### GIVEN PASSAGE
-- START --
# Oops. I did it. LHT inbound



## PomPilot (May 17, 2006)

Well, I finally pulled the trigger and ordered my new touring bike. For the past year and a half, I've been thinking about I want in a properly fit touring bike. Today, I had my LBS order me a Surly Long Haul Trucker (complete), 58cm frame in the Blue Velvet paint job. I'm not enamored with the size of handlebars the spec sheet says this bike comes with (the Surly site says 44cm handlebars). But I'll try it out before swapping for something in a 46cm (thinking Salsa Moto-Ace Bell Lap-style).

I knew I'd place the order today as I ordered my Lounge and Team Collin stickers for it yesterday. 

The LBS usually places their orders on Tuesdays, so my LHT should be here in a week or so. Now all I have to do is wait.:mad2: That, and sign up for the Adventure Cycling Association ride that I want to take in August.:thumbsup:


----------



## Dave Hickey (Jan 27, 2002)

Great choice.....The LHT is a great touring frame


----------



## rcnute (Dec 21, 2004)

You'll like it. The LHT is rad. I really like the blue, though the new black LHT is cool too.
-- END --
### REQUIRED TASK A
In the touring bike thread, what frame size and paint job did PomPilot order?
### REQUIRED TASK B
Extend the Long Haul Trucker thread by writing the post that comes after rcnute's reply.

### SUPPLIED INFORMATION
-- START --
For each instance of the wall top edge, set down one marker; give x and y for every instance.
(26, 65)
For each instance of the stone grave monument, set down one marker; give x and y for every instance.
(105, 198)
-- END --
### WRITTEN RESPONSE A
A 58cm frame in the Blue Velvet paint job.

### WRITTEN RESPONSE B
----------



## commutenow (Sep 26, 2004)

I hope you like your new LHT. I am very fond of mine with it's 26" wheels. I think they are very fun and a jack of all trades. I now have Phil wheels and soon Nitto handlebars and soon nicer brakes. It's a fun bike to play around with and add things and change things. My bike toy.


----------



## roadfix (Jun 20, 2006)

Enjoy your new LHT. 
I run Salsa Bell Laps on my LHT and really love the way they feel. I've had several different handlebars on my LHT over the years I've owned this bike.


----------



## The The (Sep 9, 2002)

Good decision. Welcome to the fold.


----------



## Dajianshan (Jul 15, 2007)

That is a great pure touring bike.


----------



## bignose (Sep 15, 2005)

The LHT is a great everything bike. For fun, sometime put big knobby mtn bike tires on it and take it off road, its like mountain biking 30 years ago. You'll feel like a kid again.


----------



## bignose (Sep 15, 2005)

Oh my that image is HUGE, sorry bout that


----------



## crossracer (Jun 21, 2004)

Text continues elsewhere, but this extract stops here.